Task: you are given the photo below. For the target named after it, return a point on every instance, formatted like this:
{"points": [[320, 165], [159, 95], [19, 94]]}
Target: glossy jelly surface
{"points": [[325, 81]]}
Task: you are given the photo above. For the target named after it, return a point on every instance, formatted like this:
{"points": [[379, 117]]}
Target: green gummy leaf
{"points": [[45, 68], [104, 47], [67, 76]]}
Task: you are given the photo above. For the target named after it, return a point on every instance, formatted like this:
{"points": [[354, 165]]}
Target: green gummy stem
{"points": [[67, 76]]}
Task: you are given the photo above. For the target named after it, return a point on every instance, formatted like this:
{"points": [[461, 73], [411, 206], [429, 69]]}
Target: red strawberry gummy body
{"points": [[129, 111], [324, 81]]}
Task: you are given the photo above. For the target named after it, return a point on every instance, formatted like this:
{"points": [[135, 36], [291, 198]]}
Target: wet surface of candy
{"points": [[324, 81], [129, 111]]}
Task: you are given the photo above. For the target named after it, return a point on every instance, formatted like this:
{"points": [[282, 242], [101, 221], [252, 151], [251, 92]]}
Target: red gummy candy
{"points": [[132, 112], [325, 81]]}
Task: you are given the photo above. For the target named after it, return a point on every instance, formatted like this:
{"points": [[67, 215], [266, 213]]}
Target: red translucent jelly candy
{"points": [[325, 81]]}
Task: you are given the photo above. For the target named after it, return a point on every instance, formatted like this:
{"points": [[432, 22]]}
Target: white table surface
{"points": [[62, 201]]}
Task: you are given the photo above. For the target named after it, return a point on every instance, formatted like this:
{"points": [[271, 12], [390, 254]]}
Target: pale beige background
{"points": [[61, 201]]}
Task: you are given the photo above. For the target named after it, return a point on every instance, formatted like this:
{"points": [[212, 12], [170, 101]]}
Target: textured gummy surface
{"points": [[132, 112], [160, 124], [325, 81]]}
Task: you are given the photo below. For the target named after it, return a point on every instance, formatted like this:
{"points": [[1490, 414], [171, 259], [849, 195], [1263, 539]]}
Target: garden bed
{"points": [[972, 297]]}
************
* Task details *
Starting with the line that contains "Target: red gummy candy", output every line through the end of the listing above, unchanged.

* Answer below *
Target: red gummy candy
{"points": [[132, 112], [325, 81]]}
Task: you are given the photo above. For the target named after it, return a point on every instance, formatted like this:
{"points": [[67, 215], [266, 213]]}
Target: red translucent jelly candy
{"points": [[325, 81]]}
Task: you are given the photo above. For the target named after it, return a point on every instance, formatted like this:
{"points": [[432, 22]]}
Target: white table surface
{"points": [[62, 201]]}
Task: you are given the photo above. For the target named after it, return a point on every instance, formatted like this:
{"points": [[271, 12], [390, 254]]}
Target: pale beige background
{"points": [[61, 201]]}
Task: you are given the photo above. For the target named after it, return a point on every instance, formatted like this:
{"points": [[212, 12], [170, 101]]}
Target: textured gummy surface
{"points": [[132, 112], [160, 124], [325, 81]]}
Task: you are given the photo below. For the target named after it, return a point on every instance, formatted like this:
{"points": [[1490, 414], [171, 259], [849, 195], [1263, 539]]}
Target: garden bed
{"points": [[972, 297]]}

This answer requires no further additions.